■ **Task description**: Exact reproduction is required for all entries.

■ **Provided information**:
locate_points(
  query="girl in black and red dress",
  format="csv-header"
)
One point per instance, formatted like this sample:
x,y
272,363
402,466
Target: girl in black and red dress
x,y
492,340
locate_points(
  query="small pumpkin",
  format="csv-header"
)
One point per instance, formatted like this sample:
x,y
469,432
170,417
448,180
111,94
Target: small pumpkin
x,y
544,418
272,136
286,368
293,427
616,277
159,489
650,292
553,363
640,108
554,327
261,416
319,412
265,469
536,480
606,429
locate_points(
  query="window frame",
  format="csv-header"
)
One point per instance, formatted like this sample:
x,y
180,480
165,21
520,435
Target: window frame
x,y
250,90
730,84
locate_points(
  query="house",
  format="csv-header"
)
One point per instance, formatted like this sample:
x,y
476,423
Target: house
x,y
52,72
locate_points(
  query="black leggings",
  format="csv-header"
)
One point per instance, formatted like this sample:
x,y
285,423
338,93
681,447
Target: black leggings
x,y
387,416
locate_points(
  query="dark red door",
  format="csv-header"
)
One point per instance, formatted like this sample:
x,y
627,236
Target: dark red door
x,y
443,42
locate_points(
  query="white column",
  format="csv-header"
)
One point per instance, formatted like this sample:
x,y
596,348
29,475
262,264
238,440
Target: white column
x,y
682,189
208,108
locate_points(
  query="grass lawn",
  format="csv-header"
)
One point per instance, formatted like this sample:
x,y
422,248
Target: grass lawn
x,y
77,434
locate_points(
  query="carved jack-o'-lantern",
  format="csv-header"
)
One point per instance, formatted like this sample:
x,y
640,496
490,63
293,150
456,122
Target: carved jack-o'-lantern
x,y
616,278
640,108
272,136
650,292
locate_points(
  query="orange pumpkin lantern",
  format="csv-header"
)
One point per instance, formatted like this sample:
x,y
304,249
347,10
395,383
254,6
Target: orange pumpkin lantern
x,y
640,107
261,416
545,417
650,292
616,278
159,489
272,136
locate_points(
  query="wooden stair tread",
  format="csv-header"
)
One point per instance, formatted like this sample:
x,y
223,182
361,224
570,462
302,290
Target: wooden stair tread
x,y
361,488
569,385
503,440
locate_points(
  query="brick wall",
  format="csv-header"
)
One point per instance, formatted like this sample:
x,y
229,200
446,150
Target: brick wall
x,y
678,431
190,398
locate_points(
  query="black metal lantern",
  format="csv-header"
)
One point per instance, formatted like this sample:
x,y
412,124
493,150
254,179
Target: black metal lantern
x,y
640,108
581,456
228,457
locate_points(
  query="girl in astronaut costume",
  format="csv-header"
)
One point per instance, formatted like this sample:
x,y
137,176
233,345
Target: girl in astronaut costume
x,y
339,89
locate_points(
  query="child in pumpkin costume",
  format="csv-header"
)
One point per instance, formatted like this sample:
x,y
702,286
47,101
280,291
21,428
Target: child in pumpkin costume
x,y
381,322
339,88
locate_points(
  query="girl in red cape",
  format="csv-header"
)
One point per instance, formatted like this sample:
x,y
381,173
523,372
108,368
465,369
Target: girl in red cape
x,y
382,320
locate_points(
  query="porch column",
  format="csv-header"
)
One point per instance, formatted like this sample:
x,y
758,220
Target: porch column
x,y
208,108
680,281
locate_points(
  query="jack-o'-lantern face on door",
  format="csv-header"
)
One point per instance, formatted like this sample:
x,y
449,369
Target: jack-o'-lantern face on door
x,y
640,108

■ **The completed task**:
locate_points(
  query="girl in black and red dress",
  format="csv-header"
)
One point per instance, formatted like this sample:
x,y
272,363
402,466
Target: girl in black and red dress
x,y
492,340
locate_points(
  query="small pumpkin",
  format="csv-header"
)
One point per instance, formatted like this sample:
x,y
469,432
170,417
448,180
111,94
Target: small pumpkin
x,y
544,418
272,136
286,368
293,427
616,277
159,489
650,292
553,363
640,108
554,327
261,416
319,412
265,469
536,480
606,429
locate_points(
  query="window frame",
  format="csv-header"
)
One point per instance, formatted like this sample:
x,y
180,480
165,21
520,435
Target: window frame
x,y
250,90
730,84
locate_points(
  query="house",
  format="csv-header"
)
One point per instance, formatted like this sample:
x,y
476,423
Target: house
x,y
52,72
locate_points(
  query="black leggings",
  format="csv-header"
)
One point per instance, formatted like this sample:
x,y
285,423
338,93
681,447
Target: black leggings
x,y
387,416
locate_points(
  query="dark red door",
  format="csv-header"
)
One point per instance, formatted like this sample:
x,y
627,236
Target: dark red door
x,y
443,42
locate_points(
  query="white column",
  format="csv-header"
)
One point per instance, formatted like this sample:
x,y
596,348
29,475
262,264
238,440
Target: white column
x,y
682,189
208,108
locate_points(
  query="grass lawn",
  format="csv-header"
)
One point per instance, formatted like this sample:
x,y
422,248
Target: grass lawn
x,y
77,434
locate_points(
  query="carved jack-o'-lantern",
  format="csv-header"
)
One point per instance, formatted like this sample:
x,y
640,496
490,63
293,150
456,122
Target: carved jack-o'-lantern
x,y
616,278
640,108
272,136
650,292
locate_points(
  query="orange pumpkin lantern",
  format="csv-header"
)
One point per instance, formatted like this sample:
x,y
304,249
347,10
395,383
254,6
Target: orange pumpkin lantern
x,y
640,107
261,416
545,417
650,292
616,278
159,489
272,136
locate_points(
  query="wooden stair tread",
  format="csv-header"
)
One point per instance, formatted like this sample:
x,y
223,182
361,224
570,462
302,290
Target: wooden stair tread
x,y
361,488
569,385
503,440
locate_points(
  query="brick wall",
  format="csv-header"
)
One point per instance, formatted like this sample:
x,y
229,200
446,150
Target: brick wall
x,y
678,431
190,398
locate_points(
  query="black metal lantern",
  format="csv-header"
)
One point per instance, formatted like this sample:
x,y
412,124
493,150
254,179
Target: black metal lantern
x,y
640,108
581,456
228,457
locate_points(
  query="girl in astronaut costume",
  format="csv-header"
)
One point per instance, formatted like this sample:
x,y
137,176
233,345
Target: girl in astronaut costume
x,y
339,89
locate_points(
  query="child in pumpkin costume",
  format="csv-header"
)
One point per instance, formatted like this sample:
x,y
702,286
47,101
280,291
21,428
Target: child in pumpkin costume
x,y
381,322
339,88
locate_points(
  query="girl in red cape",
  format="csv-header"
)
One point per instance, formatted like this sample:
x,y
381,173
523,372
108,368
465,369
Target: girl in red cape
x,y
382,320
locate_points(
  query="porch column",
  format="csv-header"
)
One point per instance, formatted like this sample:
x,y
758,220
Target: porch column
x,y
208,108
680,281
locate_points(
  query="jack-o'-lantern face on door",
  format="csv-header"
)
One point per instance, formatted like this sample:
x,y
449,369
Target: jack-o'-lantern face on door
x,y
640,108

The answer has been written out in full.